» Directions:
1/ Using the beer post, explain why the writer was surprised by the "please buy" signup list.
2/ Pick up the beer post after its last sentence and keep writing it.

» Source text:
● ● ●

Sasquatch’s Saison homerun, and the mysterious Seven Brides Monki Love

Today’s post is a tale of two beers. While almost nothing alike, they both came in to the weekend as stars of the weekly Growler Friday. And for some deep reason only my liver can say, are needy of a Frosty post. Sit back, and hear a tale told.

Sasquatch Szechaun Peppercorn Saison

Szechaun Peppercorns make a rainy day better.

Szechaun Peppercorns make a rainy day better.

As we looked at the Bailey’s Taproom list on a Friday afternoon, there was one beer who’s name alone seemed to peak interest from the many gathered on the floor. A mouthful in name, I can’t explain exactly what about “Szechuan peppercorn” made so many folk interested. Normally not a Saison crowd, I was more than a little surprised to see SSPS show up more than a few times on the “please buy” signup list.

● ● ●

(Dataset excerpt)
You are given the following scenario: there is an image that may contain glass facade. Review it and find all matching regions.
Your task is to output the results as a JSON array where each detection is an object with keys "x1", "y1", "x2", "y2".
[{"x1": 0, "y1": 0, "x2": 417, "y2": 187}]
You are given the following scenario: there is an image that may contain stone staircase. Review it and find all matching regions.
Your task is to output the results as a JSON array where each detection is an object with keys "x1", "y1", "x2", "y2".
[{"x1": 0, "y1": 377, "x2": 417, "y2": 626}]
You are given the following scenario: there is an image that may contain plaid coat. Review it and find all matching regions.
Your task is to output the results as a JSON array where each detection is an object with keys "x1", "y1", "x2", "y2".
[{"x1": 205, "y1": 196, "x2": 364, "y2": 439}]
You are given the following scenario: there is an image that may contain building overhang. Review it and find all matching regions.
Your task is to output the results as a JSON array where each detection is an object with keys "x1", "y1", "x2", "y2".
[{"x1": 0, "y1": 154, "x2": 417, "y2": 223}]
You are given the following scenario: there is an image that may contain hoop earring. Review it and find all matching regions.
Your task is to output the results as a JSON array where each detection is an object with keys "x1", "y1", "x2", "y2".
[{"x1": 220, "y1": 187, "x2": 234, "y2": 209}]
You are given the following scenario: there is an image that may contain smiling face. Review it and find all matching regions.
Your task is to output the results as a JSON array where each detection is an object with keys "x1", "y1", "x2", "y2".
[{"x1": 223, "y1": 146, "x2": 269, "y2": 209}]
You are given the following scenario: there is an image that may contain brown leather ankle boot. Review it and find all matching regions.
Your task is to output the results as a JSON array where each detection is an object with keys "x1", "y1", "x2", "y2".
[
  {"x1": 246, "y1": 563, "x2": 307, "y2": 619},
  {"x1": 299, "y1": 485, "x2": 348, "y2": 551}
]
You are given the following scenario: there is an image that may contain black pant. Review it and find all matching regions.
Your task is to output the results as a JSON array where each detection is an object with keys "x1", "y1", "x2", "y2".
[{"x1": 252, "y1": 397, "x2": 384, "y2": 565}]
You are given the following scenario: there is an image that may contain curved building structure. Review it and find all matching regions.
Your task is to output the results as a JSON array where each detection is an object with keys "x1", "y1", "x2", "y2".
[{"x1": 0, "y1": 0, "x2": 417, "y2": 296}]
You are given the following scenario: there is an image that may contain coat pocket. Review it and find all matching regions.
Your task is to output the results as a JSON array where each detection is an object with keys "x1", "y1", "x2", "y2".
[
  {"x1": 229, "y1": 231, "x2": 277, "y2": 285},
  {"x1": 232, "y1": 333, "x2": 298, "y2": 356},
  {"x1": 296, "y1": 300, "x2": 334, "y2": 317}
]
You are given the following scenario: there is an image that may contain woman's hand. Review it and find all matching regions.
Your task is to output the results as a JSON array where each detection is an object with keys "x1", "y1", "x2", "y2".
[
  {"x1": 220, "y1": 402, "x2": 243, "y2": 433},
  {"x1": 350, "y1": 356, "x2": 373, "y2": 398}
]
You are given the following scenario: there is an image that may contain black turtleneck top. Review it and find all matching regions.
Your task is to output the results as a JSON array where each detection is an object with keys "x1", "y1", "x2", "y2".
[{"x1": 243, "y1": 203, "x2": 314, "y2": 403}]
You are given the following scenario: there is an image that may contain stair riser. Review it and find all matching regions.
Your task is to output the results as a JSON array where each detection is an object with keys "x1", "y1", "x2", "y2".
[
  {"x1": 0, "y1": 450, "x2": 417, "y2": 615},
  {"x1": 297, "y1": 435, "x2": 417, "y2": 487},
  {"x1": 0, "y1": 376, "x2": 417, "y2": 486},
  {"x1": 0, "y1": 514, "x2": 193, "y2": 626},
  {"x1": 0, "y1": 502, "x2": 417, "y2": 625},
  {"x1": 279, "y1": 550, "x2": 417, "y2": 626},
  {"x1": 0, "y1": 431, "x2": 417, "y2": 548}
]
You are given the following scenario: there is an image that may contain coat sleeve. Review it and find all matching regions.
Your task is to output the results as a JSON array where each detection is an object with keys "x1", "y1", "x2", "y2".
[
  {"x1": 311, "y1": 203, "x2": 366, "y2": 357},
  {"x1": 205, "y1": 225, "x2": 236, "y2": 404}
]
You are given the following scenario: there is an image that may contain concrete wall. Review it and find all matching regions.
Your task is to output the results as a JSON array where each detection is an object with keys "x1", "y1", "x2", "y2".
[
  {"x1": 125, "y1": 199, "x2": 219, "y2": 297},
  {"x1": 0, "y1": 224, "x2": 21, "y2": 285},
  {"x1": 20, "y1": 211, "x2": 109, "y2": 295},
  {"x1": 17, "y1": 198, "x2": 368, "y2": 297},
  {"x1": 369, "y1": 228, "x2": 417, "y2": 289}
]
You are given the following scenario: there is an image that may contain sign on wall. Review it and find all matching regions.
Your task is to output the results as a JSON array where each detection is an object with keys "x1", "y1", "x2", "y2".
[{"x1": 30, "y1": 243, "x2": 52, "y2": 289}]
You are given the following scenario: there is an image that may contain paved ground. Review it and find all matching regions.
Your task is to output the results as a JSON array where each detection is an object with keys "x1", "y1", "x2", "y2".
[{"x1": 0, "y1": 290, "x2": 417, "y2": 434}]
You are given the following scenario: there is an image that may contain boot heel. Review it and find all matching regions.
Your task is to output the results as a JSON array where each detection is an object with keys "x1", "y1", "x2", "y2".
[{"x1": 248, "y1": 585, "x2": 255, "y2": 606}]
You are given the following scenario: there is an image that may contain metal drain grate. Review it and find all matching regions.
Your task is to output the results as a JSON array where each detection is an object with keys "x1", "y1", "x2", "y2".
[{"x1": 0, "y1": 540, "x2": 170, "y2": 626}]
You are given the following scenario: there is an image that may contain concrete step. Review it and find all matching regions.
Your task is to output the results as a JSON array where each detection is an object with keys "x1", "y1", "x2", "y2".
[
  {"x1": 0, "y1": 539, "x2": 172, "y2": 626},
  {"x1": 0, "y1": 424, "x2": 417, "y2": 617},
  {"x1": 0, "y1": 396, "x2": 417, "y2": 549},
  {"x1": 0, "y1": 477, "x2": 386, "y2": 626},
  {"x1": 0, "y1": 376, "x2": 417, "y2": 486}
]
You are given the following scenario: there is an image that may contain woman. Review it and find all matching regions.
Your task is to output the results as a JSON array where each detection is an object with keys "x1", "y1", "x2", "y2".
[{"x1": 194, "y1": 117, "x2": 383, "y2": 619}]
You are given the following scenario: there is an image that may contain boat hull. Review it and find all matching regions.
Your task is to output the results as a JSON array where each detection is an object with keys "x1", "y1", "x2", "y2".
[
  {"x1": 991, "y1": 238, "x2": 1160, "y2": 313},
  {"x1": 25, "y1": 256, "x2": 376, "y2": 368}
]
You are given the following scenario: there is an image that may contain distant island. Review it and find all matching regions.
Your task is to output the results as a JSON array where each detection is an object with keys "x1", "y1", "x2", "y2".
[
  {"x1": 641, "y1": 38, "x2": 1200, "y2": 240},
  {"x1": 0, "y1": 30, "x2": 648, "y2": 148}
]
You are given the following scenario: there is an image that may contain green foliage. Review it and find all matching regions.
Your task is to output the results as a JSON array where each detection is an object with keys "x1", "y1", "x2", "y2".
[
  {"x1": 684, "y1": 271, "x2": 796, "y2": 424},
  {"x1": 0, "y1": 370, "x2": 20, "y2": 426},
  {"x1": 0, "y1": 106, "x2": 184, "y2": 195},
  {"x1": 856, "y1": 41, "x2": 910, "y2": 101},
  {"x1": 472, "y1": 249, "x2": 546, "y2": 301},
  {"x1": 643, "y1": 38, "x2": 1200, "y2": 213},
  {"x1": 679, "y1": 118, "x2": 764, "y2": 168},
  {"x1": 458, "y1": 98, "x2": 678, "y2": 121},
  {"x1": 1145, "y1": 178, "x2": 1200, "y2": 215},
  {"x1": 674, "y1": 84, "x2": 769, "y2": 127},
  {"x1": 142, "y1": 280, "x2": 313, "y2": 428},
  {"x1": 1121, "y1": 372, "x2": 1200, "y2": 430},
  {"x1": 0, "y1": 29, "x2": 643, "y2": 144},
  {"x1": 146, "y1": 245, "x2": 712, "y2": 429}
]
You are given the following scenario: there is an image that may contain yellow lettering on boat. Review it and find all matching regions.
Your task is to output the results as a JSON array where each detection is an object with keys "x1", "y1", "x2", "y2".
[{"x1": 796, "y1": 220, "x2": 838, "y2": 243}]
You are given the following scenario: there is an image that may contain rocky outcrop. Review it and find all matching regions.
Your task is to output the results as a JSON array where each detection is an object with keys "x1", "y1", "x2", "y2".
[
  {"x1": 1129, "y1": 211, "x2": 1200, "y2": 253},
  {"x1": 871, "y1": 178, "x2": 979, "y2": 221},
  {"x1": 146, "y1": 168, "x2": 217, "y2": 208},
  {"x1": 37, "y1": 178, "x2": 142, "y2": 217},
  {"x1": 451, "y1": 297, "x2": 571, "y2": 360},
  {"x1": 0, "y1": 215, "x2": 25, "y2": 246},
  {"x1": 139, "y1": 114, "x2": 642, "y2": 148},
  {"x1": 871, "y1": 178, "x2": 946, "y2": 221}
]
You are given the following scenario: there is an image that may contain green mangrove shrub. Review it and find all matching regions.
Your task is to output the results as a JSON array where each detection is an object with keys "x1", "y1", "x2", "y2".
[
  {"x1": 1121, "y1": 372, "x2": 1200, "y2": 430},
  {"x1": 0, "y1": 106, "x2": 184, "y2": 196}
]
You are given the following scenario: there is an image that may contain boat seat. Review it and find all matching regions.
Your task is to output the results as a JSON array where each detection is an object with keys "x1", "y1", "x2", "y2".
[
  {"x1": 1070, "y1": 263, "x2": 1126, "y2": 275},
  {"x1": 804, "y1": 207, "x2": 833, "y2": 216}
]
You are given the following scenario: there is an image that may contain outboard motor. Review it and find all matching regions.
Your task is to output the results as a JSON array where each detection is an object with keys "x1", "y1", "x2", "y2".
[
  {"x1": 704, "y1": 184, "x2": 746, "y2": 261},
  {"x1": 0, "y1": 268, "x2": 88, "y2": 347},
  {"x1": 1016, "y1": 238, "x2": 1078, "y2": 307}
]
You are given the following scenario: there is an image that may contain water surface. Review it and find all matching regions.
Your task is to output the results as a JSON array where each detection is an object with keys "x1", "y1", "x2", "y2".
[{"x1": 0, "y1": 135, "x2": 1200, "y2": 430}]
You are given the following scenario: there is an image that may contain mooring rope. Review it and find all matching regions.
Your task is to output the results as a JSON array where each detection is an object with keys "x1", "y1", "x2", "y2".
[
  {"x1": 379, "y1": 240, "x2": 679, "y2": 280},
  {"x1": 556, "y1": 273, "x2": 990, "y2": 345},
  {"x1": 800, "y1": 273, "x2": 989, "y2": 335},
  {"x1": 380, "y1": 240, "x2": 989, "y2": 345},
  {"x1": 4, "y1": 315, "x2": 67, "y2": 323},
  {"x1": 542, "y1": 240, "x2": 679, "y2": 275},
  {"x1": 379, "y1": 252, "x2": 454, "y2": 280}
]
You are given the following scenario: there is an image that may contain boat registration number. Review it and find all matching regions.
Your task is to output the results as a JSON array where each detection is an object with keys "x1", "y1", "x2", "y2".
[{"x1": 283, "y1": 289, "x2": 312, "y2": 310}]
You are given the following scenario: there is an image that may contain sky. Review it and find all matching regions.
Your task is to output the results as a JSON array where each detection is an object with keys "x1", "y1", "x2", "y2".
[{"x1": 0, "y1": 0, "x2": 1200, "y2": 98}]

● ● ●

» Solved tasks:
1/ The group gathered on the floor was normally not a Saison crowd. Yet the Sasquatch Szechuan peppercorn Saison showed up more than a few times on the signup list.

2/
But the crowds desires are not to be denied, so Friar Neil and I ambled down and took the obligatory “before fill taste”. Wow. This stuff was fantastic. The smell had a hint of pepper, sweetness, and the beloved saison farmhouse funk. And the flavor diligently followed suit. Hearty, yet light, and with a tang of flavor that I can only attribute to whatever a Szechuan peppercorn is supposed to taste like. For those not familiar, it turns out  they do not taste like black peppercorns at all, but more like a spicy berry. And given the success in this edition, I wouldn’t be half surprised to see it pop up in more experimental beers around town.

It was so tasty even, I dragged the Frosty family down to Sasquatch Brewing for lunch the next day, just so we could have some more.

Seven Brides Monki Love

It's a meal!

It’s a meal!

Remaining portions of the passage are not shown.